Prompt: Send back the entries below exactly as they appear.

Referring expression data
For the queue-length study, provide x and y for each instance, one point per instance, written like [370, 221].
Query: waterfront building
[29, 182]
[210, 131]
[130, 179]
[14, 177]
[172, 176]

Completed task:
For the queue-length study, provide x and y for each instance, one point per instance, written like [370, 221].
Query: waterfront building
[29, 182]
[210, 131]
[130, 179]
[14, 177]
[172, 176]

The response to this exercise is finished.